Document excerpt
I wish I could say that I was cancelling the subscription out of a desire to express solidarity with Amazon workers, whose poor treatment frequently makes headlines. If I’m completely honest, though, I cancelled my subscription primarily to put that extra money towards an upcoming holiday.
It was only after remembering that it’s my brother’s birthday this week that I realised exactly how dependent I’d become on the retailer to furnish my flat, to send a last minute birthday present to friends and family, and to do my Christmas shopping for me. I realised I was paying £79 a year to be lazy, and to remove the level of thought I used to put into making purchases — especially important ones like gifts.
With 100 million subscribers around the world it is self-evident that we are living in an age of convenience, with consumers wanting products that arrive on their doorstep the next day, or even in certain regions, within a couple of hours.
There are certainly occasions where I can see why such an efficient delivery service is useful e.g. going on holiday and losing your suitcase and wanting underwear to last you the duration of your trip. There have also been moments where I’ve been hungover and I’ve run out of juice and dearly wished someone could bring it to my doorstep.
Scrolling through my purchase history, though, there are very few items other than printer ink where I have desperately needed the product within 24 hours. But even on those occasions there were local services such as the Post Office, or the local library, which could have just have easily met my needs.
The books I’ve bought online could have been purchased for less by taking advantage of my student discount in Waterstones, or my alumni discount in Blackwells, had I only been bothered to walk into a physical retailer to make the purchase.
I do have a Kindle, which must be about 10 years old now. Its main function was to make my suitcase lighter when going away, but I’ve found that it gets overheated in the sun and the LCD screen can’t handle the glare so the Kindle eBooks I bought on it turned out to be a colossal waste of money.
There have been times I’ve ordered a phone case online, having given reviews a cursory glance, only to realise when it arrived that it doesn’t protect my device as much as I would like, which I would know if I had bought the case in an actual shop.

Information provided
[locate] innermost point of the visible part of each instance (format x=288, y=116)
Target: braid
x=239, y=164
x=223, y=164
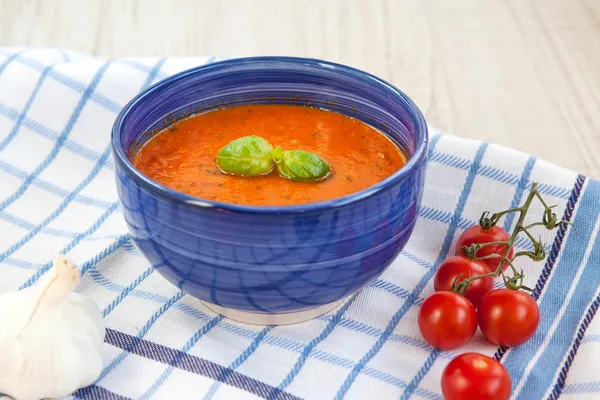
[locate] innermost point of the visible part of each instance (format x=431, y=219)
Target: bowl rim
x=418, y=156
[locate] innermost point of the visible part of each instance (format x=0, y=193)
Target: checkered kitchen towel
x=57, y=194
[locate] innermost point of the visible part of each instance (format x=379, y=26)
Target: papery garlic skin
x=50, y=338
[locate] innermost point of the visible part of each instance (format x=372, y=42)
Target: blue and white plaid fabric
x=57, y=194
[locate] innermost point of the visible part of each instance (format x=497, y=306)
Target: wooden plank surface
x=521, y=73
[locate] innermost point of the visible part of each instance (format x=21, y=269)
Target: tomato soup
x=182, y=157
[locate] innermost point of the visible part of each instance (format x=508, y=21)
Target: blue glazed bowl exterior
x=271, y=259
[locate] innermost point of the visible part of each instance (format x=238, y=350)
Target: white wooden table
x=522, y=73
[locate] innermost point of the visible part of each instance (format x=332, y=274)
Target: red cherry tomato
x=473, y=376
x=476, y=234
x=508, y=317
x=452, y=267
x=447, y=320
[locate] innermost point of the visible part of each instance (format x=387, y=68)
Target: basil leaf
x=302, y=166
x=247, y=156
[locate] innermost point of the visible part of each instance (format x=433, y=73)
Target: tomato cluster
x=448, y=320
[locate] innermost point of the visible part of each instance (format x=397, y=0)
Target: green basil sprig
x=253, y=155
x=300, y=165
x=246, y=156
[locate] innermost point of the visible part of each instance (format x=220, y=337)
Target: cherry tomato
x=476, y=234
x=508, y=317
x=473, y=376
x=447, y=320
x=451, y=267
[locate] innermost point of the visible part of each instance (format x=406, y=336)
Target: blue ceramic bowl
x=247, y=261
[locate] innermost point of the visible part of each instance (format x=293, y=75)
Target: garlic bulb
x=50, y=339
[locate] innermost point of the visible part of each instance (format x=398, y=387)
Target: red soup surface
x=183, y=156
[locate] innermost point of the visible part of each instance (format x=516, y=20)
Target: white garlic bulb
x=50, y=338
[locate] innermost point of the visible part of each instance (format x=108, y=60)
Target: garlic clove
x=51, y=338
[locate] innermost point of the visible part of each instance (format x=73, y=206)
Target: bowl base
x=274, y=319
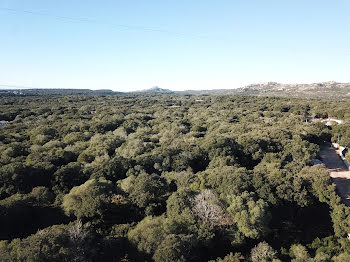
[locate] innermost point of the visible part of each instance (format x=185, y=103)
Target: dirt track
x=338, y=171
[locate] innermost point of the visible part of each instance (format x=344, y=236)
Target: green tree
x=89, y=199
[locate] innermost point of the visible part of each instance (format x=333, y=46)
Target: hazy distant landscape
x=317, y=90
x=174, y=131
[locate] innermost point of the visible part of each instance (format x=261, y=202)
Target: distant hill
x=316, y=90
x=155, y=90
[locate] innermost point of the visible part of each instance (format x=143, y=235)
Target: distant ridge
x=329, y=89
x=155, y=89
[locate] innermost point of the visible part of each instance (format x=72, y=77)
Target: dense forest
x=169, y=177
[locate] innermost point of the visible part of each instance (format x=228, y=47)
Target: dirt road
x=338, y=171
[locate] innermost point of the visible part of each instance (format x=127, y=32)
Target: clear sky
x=180, y=44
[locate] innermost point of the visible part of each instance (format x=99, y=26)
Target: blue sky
x=136, y=44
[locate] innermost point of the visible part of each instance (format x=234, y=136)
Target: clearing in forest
x=338, y=171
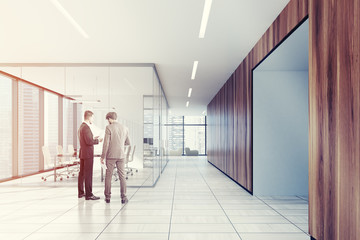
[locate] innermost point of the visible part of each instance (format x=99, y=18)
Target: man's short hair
x=88, y=114
x=111, y=115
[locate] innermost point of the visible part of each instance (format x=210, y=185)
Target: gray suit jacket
x=116, y=137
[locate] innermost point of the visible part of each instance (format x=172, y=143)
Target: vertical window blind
x=68, y=123
x=51, y=122
x=6, y=127
x=29, y=129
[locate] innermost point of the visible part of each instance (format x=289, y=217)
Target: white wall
x=119, y=87
x=280, y=131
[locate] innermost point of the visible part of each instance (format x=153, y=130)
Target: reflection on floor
x=192, y=200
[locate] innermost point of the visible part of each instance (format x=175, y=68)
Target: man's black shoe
x=92, y=198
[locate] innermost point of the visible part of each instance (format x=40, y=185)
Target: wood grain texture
x=229, y=112
x=334, y=111
x=334, y=168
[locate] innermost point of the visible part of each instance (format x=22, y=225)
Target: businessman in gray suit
x=116, y=137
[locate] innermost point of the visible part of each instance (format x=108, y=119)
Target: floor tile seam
x=283, y=216
x=172, y=205
x=122, y=207
x=46, y=224
x=218, y=201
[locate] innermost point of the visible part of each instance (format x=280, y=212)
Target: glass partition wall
x=50, y=112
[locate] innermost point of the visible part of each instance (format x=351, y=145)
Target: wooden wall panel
x=229, y=145
x=334, y=169
x=334, y=110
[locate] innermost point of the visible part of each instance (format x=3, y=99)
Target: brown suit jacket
x=87, y=142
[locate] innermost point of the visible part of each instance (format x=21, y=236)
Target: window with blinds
x=29, y=129
x=51, y=125
x=6, y=127
x=68, y=124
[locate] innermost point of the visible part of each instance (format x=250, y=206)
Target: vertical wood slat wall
x=334, y=110
x=334, y=106
x=229, y=112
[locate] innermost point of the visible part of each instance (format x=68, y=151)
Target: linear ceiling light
x=189, y=93
x=85, y=101
x=69, y=18
x=205, y=18
x=194, y=70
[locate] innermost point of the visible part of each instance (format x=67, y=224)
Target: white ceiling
x=141, y=31
x=292, y=54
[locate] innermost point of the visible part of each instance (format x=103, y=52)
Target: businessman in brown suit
x=116, y=137
x=86, y=156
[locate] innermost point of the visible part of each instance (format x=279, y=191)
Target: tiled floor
x=192, y=200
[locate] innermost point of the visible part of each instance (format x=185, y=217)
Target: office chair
x=127, y=150
x=65, y=161
x=130, y=159
x=47, y=161
x=75, y=161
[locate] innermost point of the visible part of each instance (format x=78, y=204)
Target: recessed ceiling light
x=69, y=18
x=189, y=93
x=205, y=18
x=194, y=70
x=85, y=101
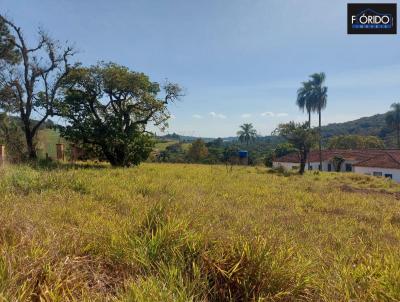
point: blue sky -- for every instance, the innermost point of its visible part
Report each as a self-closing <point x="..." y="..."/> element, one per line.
<point x="238" y="60"/>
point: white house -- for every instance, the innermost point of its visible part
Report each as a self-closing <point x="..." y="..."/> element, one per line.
<point x="384" y="163"/>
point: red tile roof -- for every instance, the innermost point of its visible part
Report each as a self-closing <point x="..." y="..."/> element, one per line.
<point x="365" y="158"/>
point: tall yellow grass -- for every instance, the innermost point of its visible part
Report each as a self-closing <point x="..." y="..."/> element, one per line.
<point x="164" y="232"/>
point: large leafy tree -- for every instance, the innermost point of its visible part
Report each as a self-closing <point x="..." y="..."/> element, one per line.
<point x="30" y="77"/>
<point x="393" y="120"/>
<point x="301" y="137"/>
<point x="247" y="133"/>
<point x="109" y="106"/>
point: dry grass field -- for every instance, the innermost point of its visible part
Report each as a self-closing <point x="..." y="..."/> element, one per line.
<point x="163" y="232"/>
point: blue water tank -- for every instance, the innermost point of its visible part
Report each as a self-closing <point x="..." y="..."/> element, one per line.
<point x="243" y="154"/>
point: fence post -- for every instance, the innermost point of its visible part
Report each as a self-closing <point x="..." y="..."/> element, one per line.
<point x="60" y="152"/>
<point x="2" y="154"/>
<point x="74" y="152"/>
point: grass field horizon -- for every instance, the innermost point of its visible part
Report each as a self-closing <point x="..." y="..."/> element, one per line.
<point x="180" y="232"/>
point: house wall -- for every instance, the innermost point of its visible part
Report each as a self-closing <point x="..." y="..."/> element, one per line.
<point x="287" y="166"/>
<point x="370" y="171"/>
<point x="315" y="165"/>
<point x="325" y="164"/>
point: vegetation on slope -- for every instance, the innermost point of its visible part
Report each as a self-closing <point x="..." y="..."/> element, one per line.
<point x="163" y="232"/>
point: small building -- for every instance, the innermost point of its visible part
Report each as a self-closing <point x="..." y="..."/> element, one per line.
<point x="384" y="163"/>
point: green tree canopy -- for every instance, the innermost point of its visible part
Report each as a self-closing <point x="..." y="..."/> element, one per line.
<point x="109" y="106"/>
<point x="301" y="137"/>
<point x="197" y="151"/>
<point x="355" y="142"/>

Set problem
Reproduce the passage of the essay on cancelling an Amazon subscription, starting with "It was only" and going on through "ones like gifts.". The data shown here was drawn from a separate source.

Response to the exercise
It was only after remembering that it’s my brother’s birthday this week that I realised exactly how dependent I’d become on the retailer to furnish my flat, to send a last minute birthday present to friends and family, and to do my Christmas shopping for me. I realised I was paying £79 a year to be lazy, and to remove the level of thought I used to put into making purchases — especially important ones like gifts.